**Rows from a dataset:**
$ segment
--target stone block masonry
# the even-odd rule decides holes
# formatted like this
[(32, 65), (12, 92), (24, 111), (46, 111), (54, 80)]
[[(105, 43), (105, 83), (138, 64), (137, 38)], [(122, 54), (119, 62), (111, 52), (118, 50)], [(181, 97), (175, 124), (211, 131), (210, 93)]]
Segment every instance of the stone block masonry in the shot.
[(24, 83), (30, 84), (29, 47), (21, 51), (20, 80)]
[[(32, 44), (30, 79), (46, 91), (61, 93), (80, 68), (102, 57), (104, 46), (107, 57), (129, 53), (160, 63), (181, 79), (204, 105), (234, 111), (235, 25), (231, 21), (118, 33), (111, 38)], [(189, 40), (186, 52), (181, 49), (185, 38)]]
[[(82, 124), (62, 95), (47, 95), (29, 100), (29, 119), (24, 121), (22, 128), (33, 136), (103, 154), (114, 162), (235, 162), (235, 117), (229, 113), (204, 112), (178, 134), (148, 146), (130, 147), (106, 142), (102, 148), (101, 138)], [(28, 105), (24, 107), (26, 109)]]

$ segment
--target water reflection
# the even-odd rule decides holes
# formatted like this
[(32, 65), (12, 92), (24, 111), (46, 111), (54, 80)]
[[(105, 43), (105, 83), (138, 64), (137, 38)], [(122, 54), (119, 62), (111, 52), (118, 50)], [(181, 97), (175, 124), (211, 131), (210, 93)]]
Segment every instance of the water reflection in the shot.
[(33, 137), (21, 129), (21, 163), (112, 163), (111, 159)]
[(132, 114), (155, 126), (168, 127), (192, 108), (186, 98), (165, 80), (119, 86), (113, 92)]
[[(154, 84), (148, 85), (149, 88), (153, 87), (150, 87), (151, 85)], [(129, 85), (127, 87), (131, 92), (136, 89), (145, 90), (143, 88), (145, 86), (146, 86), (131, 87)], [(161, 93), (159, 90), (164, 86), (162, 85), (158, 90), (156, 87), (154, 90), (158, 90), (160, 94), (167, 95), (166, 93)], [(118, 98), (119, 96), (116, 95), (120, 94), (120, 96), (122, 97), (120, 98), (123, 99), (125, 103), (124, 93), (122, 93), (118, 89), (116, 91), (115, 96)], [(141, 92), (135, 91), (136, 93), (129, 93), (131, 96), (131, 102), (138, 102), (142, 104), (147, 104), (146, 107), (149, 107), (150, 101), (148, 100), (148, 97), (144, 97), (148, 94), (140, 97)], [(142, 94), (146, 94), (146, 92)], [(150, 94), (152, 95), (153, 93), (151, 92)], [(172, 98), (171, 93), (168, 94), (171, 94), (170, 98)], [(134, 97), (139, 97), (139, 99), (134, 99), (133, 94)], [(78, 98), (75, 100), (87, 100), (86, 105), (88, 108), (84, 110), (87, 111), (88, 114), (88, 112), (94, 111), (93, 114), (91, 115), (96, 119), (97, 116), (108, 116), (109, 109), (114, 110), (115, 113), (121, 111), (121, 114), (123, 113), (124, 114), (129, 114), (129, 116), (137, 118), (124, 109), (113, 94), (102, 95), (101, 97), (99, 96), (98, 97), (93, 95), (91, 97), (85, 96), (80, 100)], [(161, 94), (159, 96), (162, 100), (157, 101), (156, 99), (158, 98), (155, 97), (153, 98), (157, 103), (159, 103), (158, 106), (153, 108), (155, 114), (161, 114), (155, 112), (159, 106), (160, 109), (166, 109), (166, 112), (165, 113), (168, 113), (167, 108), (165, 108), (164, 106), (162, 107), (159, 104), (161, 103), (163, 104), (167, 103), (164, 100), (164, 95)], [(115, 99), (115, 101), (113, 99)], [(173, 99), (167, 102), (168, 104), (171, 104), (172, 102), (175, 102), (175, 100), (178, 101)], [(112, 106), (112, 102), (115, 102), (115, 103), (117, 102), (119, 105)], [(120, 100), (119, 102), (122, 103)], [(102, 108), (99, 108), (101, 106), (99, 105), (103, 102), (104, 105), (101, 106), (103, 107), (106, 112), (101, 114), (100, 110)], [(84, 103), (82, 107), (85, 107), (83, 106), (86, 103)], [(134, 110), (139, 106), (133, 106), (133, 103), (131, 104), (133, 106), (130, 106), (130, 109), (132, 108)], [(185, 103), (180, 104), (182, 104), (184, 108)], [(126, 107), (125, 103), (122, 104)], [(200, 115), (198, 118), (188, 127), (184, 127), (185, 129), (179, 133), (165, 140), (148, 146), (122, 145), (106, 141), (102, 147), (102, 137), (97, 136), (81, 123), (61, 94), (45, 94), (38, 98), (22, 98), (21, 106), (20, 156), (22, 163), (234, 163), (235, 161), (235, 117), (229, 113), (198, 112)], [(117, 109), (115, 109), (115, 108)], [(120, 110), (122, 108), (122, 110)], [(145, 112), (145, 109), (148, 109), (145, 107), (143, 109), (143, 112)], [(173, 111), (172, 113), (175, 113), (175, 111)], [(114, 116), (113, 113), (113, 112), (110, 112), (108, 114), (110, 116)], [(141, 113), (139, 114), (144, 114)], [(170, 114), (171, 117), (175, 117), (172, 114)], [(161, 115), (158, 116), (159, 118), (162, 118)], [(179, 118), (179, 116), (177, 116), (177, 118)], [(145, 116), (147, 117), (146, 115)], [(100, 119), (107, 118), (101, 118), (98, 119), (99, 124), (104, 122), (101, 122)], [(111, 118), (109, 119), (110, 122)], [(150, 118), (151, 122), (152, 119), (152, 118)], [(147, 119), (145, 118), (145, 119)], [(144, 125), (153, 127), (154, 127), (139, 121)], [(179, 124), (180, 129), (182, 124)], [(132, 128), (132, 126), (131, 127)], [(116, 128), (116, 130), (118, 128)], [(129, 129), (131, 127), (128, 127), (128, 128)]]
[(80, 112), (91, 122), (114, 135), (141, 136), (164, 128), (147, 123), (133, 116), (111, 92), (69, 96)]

**WHAT NEEDS TO BE DONE:** Can you write out the data again from its first line up to and including the line containing "107), (26, 109)]]", changing "stone block masonry" to "brick masonry" and leaving everything else the same?

**WRITTEN RESPONSE:**
$ segment
--target brick masonry
# the even-odd rule decides holes
# formatted like this
[(32, 65), (12, 92), (24, 111), (46, 111), (54, 80)]
[[(105, 43), (105, 83), (138, 64), (137, 38)], [(122, 54), (119, 62), (111, 52), (118, 50)], [(181, 97), (175, 124), (211, 131), (210, 93)]]
Segment every instance of the brick masonry in the shot.
[(24, 83), (30, 84), (29, 47), (21, 51), (20, 80)]
[[(32, 44), (30, 79), (46, 91), (61, 93), (80, 68), (102, 57), (104, 46), (107, 57), (129, 53), (160, 63), (181, 79), (204, 105), (234, 111), (235, 25), (231, 21), (118, 33), (111, 38)], [(189, 40), (186, 52), (181, 49), (185, 38)]]
[[(82, 124), (62, 95), (47, 95), (29, 100), (29, 119), (24, 121), (22, 128), (33, 136), (103, 154), (114, 162), (235, 162), (235, 117), (229, 113), (204, 112), (178, 134), (148, 146), (130, 147), (106, 142), (102, 148), (101, 138)], [(28, 105), (24, 107), (26, 109)]]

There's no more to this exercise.